Quoted passage ▸
========================================================================

Thursday, 19 June 2014

Sri Lankan shares edge down to one-week low; Keells leads

(Reuters) - Sri Lankan shares edged down to hit a one-week closing low on Thursday in moderate volume, led by a fall in shares of market heavyweight John Keells Holdings .

However, analysts said the index would be on a slow rising trend this year due to lower interest rate.

The main stock index fell 0.07 percent or 4.41 points to 6,313.20, its lowest since June 11. It hit a more than one-year high on Tuesday.

"We expect the index to gain this year due to lower interest rates," said Danushka Samarasinghe, chief operating officer at Softlogic Finance. "But the gain will be slower and sticky because we don't see a growth in profits in businesses."

The bourse saw a net foreign inflow of 105.9 million rupees, extending the inflows to 5.92 billion rupees ($45.47 million) so far this year.

The market has been on a rising trend since late February due to the continued foreign buying and lower interest rates. It fell on Wednesday after the central bank held the key policy rates steady, though some had expected a rate cut.

Dealers said investors were waiting to see the impact of weekend violence that killed at least three people and left 75 people seriously injured on the market and tourism sector.

The central bank has reduced its key policy rates to multi-year lows, but has not yet seen any improvement in credit and import growth. April private sector credit growth contracted 3.3 percent year-on-year, its worst performance since January 2010.

========================================================================

Given entries ▸
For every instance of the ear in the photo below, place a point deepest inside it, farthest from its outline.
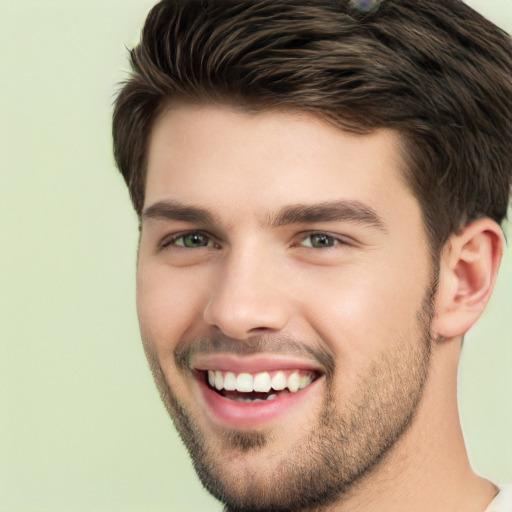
(469, 265)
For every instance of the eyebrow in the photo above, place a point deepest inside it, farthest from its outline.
(174, 210)
(331, 211)
(344, 210)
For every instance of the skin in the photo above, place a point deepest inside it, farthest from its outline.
(364, 302)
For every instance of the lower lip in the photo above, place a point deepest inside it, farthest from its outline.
(254, 414)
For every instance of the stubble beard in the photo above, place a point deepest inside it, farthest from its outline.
(335, 455)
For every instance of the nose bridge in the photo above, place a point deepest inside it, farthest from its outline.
(248, 298)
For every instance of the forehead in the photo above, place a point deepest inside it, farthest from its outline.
(234, 162)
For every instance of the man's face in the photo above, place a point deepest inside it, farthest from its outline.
(284, 297)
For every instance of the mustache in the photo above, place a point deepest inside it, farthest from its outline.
(265, 343)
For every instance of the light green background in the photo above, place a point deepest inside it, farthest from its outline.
(81, 425)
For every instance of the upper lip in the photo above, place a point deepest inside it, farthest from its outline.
(251, 364)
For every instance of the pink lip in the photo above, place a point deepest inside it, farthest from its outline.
(229, 413)
(251, 364)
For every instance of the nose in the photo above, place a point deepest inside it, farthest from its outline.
(248, 298)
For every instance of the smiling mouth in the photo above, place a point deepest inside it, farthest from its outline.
(247, 387)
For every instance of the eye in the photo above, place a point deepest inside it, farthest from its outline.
(321, 241)
(193, 240)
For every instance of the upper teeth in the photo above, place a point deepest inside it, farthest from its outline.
(261, 382)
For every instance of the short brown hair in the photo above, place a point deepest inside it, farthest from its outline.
(435, 71)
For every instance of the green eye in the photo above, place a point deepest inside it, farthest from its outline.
(193, 241)
(319, 241)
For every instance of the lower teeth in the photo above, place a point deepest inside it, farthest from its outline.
(252, 400)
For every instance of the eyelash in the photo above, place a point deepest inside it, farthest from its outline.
(332, 239)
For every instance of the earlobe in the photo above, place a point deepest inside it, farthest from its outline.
(469, 266)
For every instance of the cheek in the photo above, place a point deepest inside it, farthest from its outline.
(362, 312)
(168, 305)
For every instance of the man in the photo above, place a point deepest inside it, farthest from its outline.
(320, 188)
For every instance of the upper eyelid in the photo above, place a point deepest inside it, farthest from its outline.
(171, 238)
(344, 239)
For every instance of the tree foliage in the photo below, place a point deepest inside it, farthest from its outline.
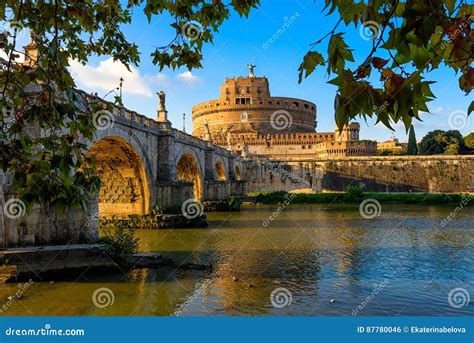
(408, 40)
(469, 140)
(45, 125)
(442, 142)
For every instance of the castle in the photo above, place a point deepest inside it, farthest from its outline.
(246, 119)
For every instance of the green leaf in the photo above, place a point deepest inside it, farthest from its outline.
(311, 60)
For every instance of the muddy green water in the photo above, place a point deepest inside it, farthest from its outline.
(329, 259)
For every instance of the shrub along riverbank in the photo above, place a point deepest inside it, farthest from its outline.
(354, 195)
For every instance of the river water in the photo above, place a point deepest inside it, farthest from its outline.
(316, 259)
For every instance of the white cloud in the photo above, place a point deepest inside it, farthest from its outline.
(188, 78)
(107, 74)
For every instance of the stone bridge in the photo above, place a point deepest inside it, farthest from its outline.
(142, 163)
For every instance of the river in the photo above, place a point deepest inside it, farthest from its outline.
(316, 259)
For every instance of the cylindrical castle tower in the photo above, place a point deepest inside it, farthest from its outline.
(246, 106)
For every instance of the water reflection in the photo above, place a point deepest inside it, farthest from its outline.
(318, 253)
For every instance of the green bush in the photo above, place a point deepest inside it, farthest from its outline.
(122, 243)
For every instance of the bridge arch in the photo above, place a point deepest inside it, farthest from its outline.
(220, 170)
(238, 173)
(124, 171)
(188, 169)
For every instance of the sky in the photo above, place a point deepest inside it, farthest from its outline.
(249, 40)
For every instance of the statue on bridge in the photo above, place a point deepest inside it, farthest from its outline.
(162, 112)
(251, 70)
(162, 99)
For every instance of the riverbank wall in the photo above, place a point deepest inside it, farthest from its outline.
(432, 174)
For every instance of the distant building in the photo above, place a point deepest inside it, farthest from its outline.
(247, 119)
(392, 147)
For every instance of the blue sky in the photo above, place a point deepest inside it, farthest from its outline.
(241, 41)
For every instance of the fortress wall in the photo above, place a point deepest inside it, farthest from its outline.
(436, 174)
(261, 178)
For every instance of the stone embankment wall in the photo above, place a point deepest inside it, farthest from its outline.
(435, 174)
(264, 177)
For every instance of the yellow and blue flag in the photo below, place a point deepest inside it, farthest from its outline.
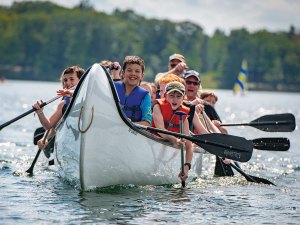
(241, 82)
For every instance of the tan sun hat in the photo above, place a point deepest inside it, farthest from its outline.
(175, 86)
(177, 56)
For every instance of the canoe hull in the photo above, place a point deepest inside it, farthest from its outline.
(96, 146)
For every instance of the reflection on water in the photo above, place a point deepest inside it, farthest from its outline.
(46, 198)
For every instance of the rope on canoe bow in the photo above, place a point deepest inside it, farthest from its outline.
(90, 123)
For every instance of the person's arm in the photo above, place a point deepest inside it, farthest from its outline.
(198, 125)
(146, 119)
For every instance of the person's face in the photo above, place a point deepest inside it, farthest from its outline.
(211, 100)
(147, 88)
(191, 86)
(173, 63)
(133, 74)
(162, 89)
(70, 80)
(175, 99)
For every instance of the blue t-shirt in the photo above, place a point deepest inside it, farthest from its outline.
(146, 109)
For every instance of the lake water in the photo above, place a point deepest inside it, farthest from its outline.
(45, 198)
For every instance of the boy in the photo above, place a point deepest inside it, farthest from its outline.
(135, 101)
(164, 118)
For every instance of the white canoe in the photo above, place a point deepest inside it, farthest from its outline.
(97, 146)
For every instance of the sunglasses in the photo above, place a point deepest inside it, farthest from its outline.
(195, 83)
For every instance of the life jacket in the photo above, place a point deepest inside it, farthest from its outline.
(131, 105)
(171, 120)
(68, 100)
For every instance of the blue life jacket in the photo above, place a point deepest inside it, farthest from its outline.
(67, 99)
(131, 104)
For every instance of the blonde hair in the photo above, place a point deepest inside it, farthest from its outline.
(206, 94)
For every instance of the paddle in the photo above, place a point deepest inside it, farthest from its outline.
(27, 113)
(271, 144)
(271, 123)
(180, 114)
(30, 169)
(250, 178)
(237, 167)
(225, 146)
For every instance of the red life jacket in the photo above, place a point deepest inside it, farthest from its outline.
(171, 120)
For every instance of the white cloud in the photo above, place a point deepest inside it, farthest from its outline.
(210, 14)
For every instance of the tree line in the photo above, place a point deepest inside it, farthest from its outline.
(39, 39)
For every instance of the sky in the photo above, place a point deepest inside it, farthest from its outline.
(226, 15)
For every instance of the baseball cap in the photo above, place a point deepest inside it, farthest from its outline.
(190, 73)
(175, 86)
(177, 56)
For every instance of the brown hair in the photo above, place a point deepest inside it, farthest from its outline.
(170, 78)
(72, 69)
(133, 59)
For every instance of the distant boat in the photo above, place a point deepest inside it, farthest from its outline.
(240, 84)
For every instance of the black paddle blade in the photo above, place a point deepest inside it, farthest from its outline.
(225, 146)
(275, 123)
(271, 144)
(38, 134)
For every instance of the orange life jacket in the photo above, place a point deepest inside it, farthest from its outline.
(171, 120)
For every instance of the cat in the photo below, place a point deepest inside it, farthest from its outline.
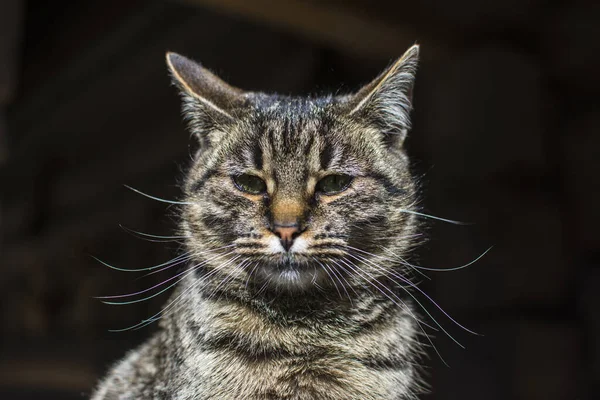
(295, 220)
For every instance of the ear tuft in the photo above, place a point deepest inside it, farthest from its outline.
(208, 102)
(387, 100)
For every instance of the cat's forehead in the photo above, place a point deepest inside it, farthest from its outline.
(292, 127)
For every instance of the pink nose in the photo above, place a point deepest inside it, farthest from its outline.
(287, 234)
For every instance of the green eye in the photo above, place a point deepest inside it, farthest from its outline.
(250, 184)
(333, 184)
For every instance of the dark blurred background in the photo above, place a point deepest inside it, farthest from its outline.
(505, 136)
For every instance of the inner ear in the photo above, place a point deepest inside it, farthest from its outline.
(198, 82)
(386, 101)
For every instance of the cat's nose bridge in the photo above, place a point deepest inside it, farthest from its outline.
(286, 211)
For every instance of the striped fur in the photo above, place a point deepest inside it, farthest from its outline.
(327, 320)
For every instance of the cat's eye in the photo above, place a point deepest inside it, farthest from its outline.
(250, 184)
(333, 184)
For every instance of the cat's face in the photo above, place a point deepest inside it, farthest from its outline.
(297, 194)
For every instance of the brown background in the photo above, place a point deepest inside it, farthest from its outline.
(505, 136)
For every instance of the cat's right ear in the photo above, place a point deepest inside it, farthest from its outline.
(209, 104)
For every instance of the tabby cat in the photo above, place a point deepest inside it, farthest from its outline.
(297, 221)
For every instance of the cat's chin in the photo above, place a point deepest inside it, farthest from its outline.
(291, 275)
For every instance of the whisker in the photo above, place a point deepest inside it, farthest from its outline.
(419, 303)
(162, 283)
(157, 198)
(148, 235)
(184, 273)
(420, 214)
(172, 304)
(193, 255)
(417, 321)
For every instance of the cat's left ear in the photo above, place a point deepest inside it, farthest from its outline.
(386, 102)
(208, 102)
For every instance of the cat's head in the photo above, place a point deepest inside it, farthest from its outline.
(296, 193)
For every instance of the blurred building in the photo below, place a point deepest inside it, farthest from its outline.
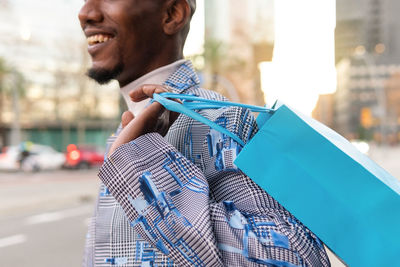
(368, 64)
(324, 110)
(55, 104)
(240, 35)
(369, 24)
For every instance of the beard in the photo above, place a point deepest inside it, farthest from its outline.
(104, 76)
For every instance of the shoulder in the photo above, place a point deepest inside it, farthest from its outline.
(238, 120)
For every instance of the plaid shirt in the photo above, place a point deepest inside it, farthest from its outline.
(179, 200)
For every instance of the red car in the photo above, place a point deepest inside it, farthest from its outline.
(83, 156)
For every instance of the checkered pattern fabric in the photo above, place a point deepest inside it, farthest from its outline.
(179, 200)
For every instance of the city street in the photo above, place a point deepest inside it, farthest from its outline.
(44, 215)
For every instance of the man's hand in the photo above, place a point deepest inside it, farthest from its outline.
(155, 118)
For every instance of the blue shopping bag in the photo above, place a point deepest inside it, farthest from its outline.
(346, 199)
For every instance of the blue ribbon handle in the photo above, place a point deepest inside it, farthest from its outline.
(191, 103)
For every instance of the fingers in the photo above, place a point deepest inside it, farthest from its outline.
(126, 117)
(145, 91)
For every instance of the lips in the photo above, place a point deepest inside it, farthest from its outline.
(99, 39)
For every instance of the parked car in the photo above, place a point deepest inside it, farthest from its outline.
(39, 157)
(83, 156)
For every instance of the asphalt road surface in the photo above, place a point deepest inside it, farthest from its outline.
(44, 217)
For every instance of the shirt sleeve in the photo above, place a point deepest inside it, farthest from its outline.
(213, 216)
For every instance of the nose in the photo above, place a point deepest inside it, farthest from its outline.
(90, 12)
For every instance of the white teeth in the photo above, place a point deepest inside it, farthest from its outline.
(98, 38)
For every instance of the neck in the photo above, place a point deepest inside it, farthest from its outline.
(163, 59)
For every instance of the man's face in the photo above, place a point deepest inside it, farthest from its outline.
(124, 36)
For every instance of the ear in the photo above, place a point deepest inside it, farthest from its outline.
(177, 14)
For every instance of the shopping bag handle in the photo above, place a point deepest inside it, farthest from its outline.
(187, 108)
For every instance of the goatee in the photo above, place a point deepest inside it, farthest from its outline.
(104, 76)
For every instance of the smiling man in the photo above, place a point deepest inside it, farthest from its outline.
(170, 193)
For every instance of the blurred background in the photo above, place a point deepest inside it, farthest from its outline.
(338, 61)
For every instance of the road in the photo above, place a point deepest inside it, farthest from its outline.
(44, 217)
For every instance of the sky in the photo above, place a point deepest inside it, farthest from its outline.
(304, 42)
(303, 64)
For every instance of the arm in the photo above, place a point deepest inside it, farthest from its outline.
(167, 199)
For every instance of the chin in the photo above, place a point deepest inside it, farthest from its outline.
(103, 75)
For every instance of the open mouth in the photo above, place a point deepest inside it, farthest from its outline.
(99, 39)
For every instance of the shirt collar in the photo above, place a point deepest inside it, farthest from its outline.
(157, 76)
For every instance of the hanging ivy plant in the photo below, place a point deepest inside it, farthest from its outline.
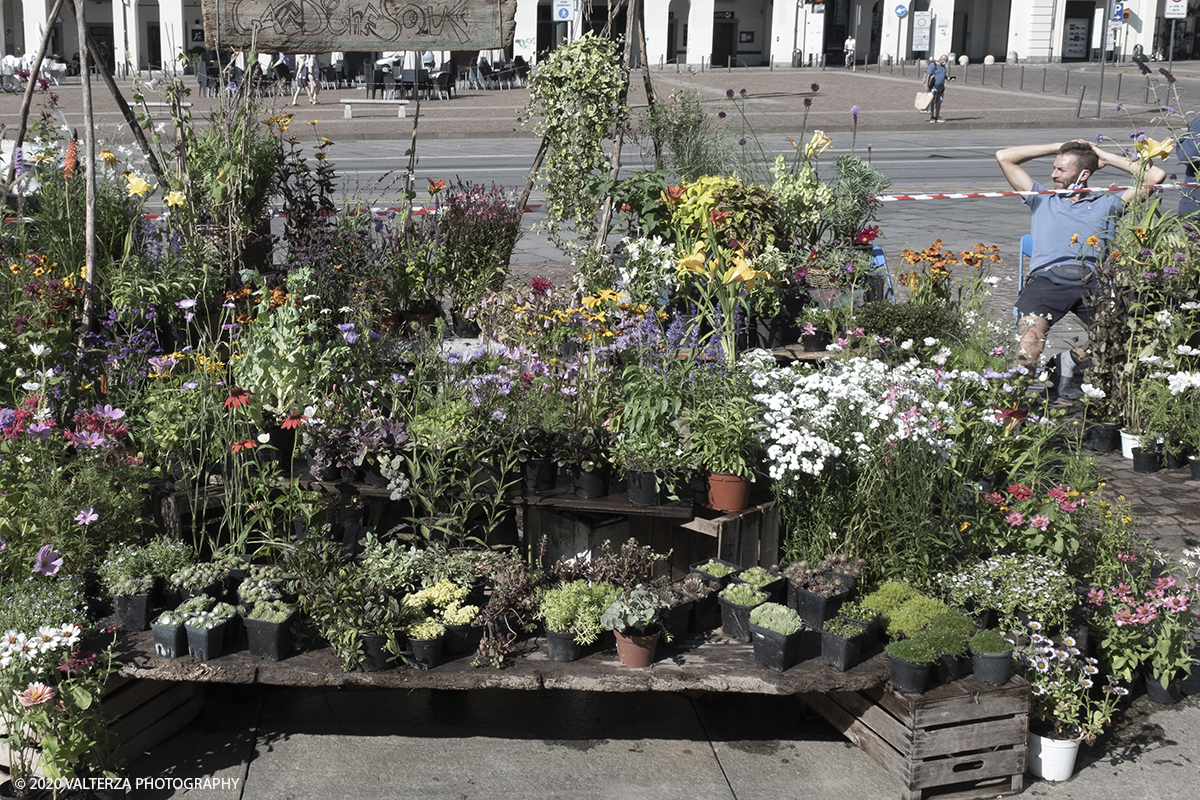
(577, 97)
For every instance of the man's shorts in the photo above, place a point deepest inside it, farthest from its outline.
(1054, 301)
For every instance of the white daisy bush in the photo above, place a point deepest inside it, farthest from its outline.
(51, 686)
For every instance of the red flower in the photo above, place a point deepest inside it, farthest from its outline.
(238, 397)
(293, 421)
(1020, 492)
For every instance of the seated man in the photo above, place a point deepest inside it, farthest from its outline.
(1071, 232)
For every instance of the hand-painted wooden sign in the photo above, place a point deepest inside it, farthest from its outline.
(327, 25)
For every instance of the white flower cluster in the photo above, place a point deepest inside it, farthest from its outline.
(17, 647)
(847, 409)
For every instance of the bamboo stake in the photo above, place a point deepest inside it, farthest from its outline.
(28, 100)
(619, 137)
(89, 160)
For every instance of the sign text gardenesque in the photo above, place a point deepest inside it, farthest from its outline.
(327, 25)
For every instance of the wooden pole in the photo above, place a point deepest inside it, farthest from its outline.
(89, 160)
(28, 100)
(618, 137)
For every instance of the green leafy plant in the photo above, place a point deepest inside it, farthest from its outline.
(777, 618)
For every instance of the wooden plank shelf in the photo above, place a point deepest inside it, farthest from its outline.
(708, 663)
(963, 740)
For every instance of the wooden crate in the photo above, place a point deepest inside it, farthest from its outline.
(144, 713)
(960, 740)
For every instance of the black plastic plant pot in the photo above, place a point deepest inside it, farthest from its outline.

========================================================================

Exercise requirements ▸
1. Duplicate the passage of the Sri Lankan stock market report from "The main stock" up to and including "far this year.".
2. Pull out every line of the rows that contains the word "distant".

Responses for each task ▸
1.
The main stock index fell 0.07 percent or 4.41 points to 6,313.20, its lowest since June 11. It hit a more than one-year high on Tuesday.

"We expect the index to gain this year due to lower interest rates," said Danushka Samarasinghe, chief operating officer at Softlogic Finance. "But the gain will be slower and sticky because we don't see a growth in profits in businesses."

The bourse saw a net foreign inflow of 105.9 million rupees, extending the inflows to 5.92 billion rupees ($45.47 million) so far this year.

2.
For every instance of the distant building in the photo above, place a point deepest inside it, farthest from its outline.
For every instance of the distant boat in the photo above, place a point deepest inside it, farthest from its outline.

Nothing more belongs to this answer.